Stored entries
==============================

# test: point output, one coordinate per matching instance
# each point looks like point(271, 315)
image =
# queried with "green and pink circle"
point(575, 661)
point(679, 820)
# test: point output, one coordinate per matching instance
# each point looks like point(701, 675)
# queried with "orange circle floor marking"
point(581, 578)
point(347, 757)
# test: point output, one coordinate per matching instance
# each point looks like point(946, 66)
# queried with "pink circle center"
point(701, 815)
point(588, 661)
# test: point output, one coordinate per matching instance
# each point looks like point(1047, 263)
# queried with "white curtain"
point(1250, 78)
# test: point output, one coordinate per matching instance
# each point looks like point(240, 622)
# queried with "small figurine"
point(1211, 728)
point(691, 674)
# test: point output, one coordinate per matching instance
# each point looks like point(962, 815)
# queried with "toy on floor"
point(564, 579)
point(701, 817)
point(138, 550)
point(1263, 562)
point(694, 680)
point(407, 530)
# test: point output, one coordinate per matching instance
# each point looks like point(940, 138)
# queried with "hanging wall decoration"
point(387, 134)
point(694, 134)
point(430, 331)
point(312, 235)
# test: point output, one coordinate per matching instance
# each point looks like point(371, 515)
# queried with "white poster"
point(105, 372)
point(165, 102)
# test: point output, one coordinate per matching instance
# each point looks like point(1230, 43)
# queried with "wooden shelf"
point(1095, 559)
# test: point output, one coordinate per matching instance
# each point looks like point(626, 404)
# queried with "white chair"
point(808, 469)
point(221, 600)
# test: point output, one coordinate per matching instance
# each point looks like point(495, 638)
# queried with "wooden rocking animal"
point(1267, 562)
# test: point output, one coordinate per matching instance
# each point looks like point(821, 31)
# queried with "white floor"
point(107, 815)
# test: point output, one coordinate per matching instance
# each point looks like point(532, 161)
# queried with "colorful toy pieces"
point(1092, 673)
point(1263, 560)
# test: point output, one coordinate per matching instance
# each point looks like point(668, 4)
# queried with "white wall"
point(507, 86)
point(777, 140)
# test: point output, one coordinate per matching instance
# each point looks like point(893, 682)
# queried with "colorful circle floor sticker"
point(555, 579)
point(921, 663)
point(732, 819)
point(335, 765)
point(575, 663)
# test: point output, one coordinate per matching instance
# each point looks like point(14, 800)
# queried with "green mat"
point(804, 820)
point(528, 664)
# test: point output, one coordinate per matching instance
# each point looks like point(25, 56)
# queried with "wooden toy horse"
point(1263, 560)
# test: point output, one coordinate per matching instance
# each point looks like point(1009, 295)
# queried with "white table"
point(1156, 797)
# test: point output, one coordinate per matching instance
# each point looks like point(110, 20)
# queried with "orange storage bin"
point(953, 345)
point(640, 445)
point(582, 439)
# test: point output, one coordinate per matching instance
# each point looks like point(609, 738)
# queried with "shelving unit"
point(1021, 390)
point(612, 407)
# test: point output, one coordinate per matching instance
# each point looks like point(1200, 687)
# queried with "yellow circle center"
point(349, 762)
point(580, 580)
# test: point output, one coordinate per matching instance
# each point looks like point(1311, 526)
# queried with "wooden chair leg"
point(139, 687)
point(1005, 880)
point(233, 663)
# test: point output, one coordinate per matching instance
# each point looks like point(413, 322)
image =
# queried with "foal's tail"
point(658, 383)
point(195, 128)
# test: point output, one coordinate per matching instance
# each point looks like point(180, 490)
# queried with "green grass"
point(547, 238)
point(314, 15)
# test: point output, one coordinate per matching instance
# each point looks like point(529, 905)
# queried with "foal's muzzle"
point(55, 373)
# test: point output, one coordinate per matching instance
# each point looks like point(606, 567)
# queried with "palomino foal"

==============================

_Task directions_.
All lines from the one with "# each point looks like point(606, 567)" through the end of the records need to be copied exactly, and no other lines.

_Reply_.
# each point looks like point(606, 567)
# queried with "palomino foal"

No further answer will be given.